▶ **指示 1**
エントリのうち「of the distant」を含む行から始め、エントリの最後の行まで、両端を含めてそのまま書き写してください。

▶ **文書抜粋**
車というのは定期的にフルモデルチェンジを繰り返します。
モデルが古くなるとどうしても売れ行きが悪くなるので、新型を投入してテコ入れをはかるわけです。
そういったフルモデルチェンジに伴って、旧型の中古車市場での相場は大きく変化しやすいといわれています。
普通に考えれば、新型への買い替えが進むことによって、旧型の中古車が市場に大量に出回るようになりますから、中古車の価格は下がるということになります。
しかし、実際には必ずしもそうならないことも多いようです。
たとえば、新型の人気がイマイチだったような場合です。
新型への買い替えがあまり進まないばかりか、もう新車では手に入れることができなくなってしまった旧型の中古を求める人が多くなるため、中古車の価格が上がることもあるのです。
それでは、実際に車種別に、フルモデルチェンジ前後の中古車価格についてみていくことにしましょう。
スズキのスイフトスポーツのモデルチェンジ前後の中古車価格
スズキのスイフトスポーツは、2017年の9月にフルモデルチェンジが行われました。
旧型のエンジンが1.6Lの自然吸気エンジンだったのに対して、新型のエンジンは1.4Lの直噴ターボとなっています。
スイフトスポーツがフルモデルチェンジされる直前の2017年8月における中古車の平均価格は、126万円となっていました。
それが、モデルチェンジ当月となる9月には130万円となり、さらにその翌月の10月も同様に130万円となっています。
つまり、スイフトスポーツはモデルチェンジのタイミングで、前の月にくらべて平均で4万円ほど中古車相場があがり、翌月もそのまま推移をしているということになります。
自然吸気エンジンからターボエンジンに変わったことで、自然吸気派に旧型が支持されているのかも知れません。
なぜか中古車価格が高騰している日産リーフ
電気自動車である日産リーフは、2017年10月にフルモデルチェンジが行われて2代目となりました。
先代ではあまり評判がよくなかったスタイリングも一新し、バッテリーなどの性能も飛躍的に伸びています。
参考記事:新型日産リーフのグレード別の特徴を比較してみました~どのグレードがお買い得?
そのため、旧型から新型への買い替えが進み、その結果として中古車価格は暴落するかと思われましたが、予想に反してリーフの中古車相場は暴騰しているのです。

▶ **指示 2**
フルモデルチェンジと中古車相場についての文章によると、新型の人気がイマイチだった場合に旧型の中古車価格が上がることがあるのはなぜか、1〜3文で説明してください。

▶ **提供エントリ**
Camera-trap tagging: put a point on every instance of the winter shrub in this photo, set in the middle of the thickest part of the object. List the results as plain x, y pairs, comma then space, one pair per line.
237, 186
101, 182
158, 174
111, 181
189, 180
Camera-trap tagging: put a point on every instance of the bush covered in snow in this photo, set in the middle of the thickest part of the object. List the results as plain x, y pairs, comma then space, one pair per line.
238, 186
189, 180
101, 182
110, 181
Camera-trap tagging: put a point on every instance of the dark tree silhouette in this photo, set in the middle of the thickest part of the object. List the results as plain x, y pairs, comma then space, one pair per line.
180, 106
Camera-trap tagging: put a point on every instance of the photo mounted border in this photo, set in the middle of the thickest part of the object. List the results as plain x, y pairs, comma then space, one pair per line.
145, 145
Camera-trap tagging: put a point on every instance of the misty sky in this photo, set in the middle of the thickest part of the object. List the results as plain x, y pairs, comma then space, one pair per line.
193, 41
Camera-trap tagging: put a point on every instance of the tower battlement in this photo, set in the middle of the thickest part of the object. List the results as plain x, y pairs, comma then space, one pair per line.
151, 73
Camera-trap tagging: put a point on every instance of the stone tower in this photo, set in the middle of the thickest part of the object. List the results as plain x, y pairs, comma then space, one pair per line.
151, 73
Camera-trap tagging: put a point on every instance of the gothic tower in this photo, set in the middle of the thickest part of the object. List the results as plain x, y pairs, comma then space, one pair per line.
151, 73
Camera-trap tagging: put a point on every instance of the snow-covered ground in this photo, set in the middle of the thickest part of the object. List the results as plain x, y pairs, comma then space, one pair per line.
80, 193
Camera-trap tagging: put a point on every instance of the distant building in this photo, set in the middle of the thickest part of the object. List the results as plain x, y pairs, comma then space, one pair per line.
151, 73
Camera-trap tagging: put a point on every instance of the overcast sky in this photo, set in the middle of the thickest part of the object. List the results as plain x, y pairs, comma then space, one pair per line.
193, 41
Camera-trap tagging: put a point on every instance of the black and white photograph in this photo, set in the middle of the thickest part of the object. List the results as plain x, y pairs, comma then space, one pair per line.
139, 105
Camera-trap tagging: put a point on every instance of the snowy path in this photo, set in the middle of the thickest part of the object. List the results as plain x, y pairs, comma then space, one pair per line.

▶ **解答 1**
Camera-trap tagging: put a point on every instance of the distant building in this photo, set in the middle of the thickest part of the object. List the results as plain x, y pairs, comma then space, one pair per line.
151, 73
Camera-trap tagging: put a point on every instance of the overcast sky in this photo, set in the middle of the thickest part of the object. List the results as plain x, y pairs, comma then space, one pair per line.
193, 41
Camera-trap tagging: put a point on every instance of the black and white photograph in this photo, set in the middle of the thickest part of the object. List the results as plain x, y pairs, comma then space, one pair per line.
139, 105
Camera-trap tagging: put a point on every instance of the snowy path in this photo, set in the middle of the thickest part of the object. List the results as plain x, y pairs, comma then space, one pair per line.

▶ **解答 2**
新型の人気がイマイチだと、新型への買い替えがあまり進まないからです。さらに、もう新車では手に入れられなくなった旧型の中古を求める人が多くなるため、中古車の価格が上がることがあります。